● **WHAT IS ASKED**:
a) From the Camp Upton history below, copy word for word the part that opens with the words containing "Camp Upton, with" and closes with "aboard troop ships.".
b) According to the Camp Upton history below, who was the camp named after?

begin EXTRACT TO READ

Camp Upton was a port of embarkation of the United States Army during World War I. During World War II it was used to intern enemy aliens. It was located in Yaphank, New York in Suffolk County on Long Island, on the present-day location of Brookhaven National Laboratory.

History

World War I

Camp Upton, with a capacity of 18,000 troops was one of three transient embarkation camps directly under control of the New York Port of Embarkation during World War I. The camp was named after Emory Upton, a Union general of the Civil War. The camp was created in 1917 to house troops as they awaited ships for deployment overseas. From Camp Mills the units traveled by trains of the Long Island Rail Road to board ferryboats for the overseas piers in Brooklyn or Hoboken when scheduled for embarkation aboard troop ships.

The 152nd Depot Brigade was the garrison unit that received new recruits and prepared them for service overseas, and then out processed demobilizing soldiers at the end of the war. Irving Berlin, the composer, and Alvin York, the most decorated soldier of the American army in World War I, were processed at Camp Upton. The 77th Division was first organized there. During part of the war, the 82nd Division was quartered there.

At the end of World War I, the camp was used to demobilize and inactivate units. Some of the units demobilized at the camp were: the 327th Infantry Regiment, the 325th Infantry Regiment, the 27th Infantry Division's 53rd Brigade (105th, 106th Infantry Regiments and the 105th Machine Gun Battalion), and the 101st Signal Battalion.

end EXTRACT TO READ
begin SUPPLIED MATERIAL

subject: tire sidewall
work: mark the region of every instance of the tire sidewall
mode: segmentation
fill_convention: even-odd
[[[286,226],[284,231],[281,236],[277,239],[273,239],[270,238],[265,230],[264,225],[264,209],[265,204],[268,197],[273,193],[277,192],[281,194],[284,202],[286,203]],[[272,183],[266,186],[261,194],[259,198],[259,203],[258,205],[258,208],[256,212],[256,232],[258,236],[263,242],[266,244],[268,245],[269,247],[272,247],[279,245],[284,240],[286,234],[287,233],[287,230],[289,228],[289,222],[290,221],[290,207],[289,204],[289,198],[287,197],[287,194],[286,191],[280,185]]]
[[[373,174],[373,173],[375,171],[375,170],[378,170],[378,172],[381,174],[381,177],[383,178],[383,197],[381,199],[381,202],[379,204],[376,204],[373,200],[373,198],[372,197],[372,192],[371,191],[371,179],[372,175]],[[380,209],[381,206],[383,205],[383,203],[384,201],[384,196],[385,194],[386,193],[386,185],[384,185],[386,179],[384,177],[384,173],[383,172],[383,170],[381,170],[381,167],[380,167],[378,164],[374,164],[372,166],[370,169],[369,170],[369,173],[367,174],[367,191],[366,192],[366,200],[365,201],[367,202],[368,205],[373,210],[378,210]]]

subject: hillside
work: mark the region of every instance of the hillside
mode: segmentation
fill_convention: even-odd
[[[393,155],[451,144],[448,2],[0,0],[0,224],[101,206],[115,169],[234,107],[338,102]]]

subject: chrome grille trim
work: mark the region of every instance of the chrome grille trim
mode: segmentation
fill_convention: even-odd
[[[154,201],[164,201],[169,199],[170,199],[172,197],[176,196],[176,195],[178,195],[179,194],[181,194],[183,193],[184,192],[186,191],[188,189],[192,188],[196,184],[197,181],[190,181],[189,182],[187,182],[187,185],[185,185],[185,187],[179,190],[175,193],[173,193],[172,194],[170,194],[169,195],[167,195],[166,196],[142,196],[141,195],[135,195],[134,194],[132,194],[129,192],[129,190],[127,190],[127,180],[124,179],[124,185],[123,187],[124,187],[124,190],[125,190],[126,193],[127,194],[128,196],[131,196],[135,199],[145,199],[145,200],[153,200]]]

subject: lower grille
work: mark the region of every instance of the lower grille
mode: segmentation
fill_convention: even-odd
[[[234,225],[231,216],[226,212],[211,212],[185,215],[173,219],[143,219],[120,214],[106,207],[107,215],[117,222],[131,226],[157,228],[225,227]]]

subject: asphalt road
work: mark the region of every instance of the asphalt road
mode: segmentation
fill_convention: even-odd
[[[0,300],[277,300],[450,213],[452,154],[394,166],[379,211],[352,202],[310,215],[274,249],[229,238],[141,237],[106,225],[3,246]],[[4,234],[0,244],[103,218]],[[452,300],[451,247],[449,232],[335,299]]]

end SUPPLIED MATERIAL

● **FULL ANSWERS**:
a)
Camp Upton, with a capacity of 18,000 troops was one of three transient embarkation camps directly under control of the New York Port of Embarkation during World War I. The camp was named after Emory Upton, a Union general of the Civil War. The camp was created in 1917 to house troops as they awaited ships for deployment overseas. From Camp Mills the units traveled by trains of the Long Island Rail Road to board ferryboats for the overseas piers in Brooklyn or Hoboken when scheduled for embarkation aboard troop ships.

b) Emory Upton, a Union general of the Civil War.